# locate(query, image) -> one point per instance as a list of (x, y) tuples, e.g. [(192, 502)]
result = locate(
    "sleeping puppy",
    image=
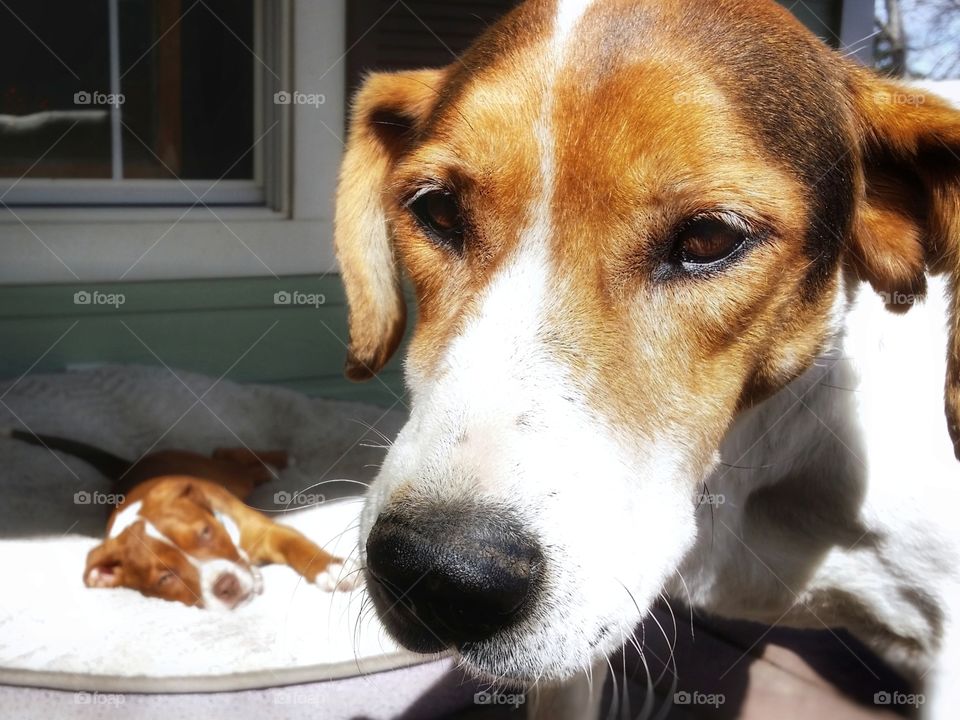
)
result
[(189, 540), (182, 533), (645, 235)]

> _Goal of the exercise_: Give back the listing exactly, without a single picture.

> _Exercise response_:
# locate(query, image) -> one point per instance as a list of (x, y) tuples, e.g. [(192, 502)]
result = locate(
    "sleeping puppy",
    image=
)
result
[(189, 540), (182, 533), (645, 235)]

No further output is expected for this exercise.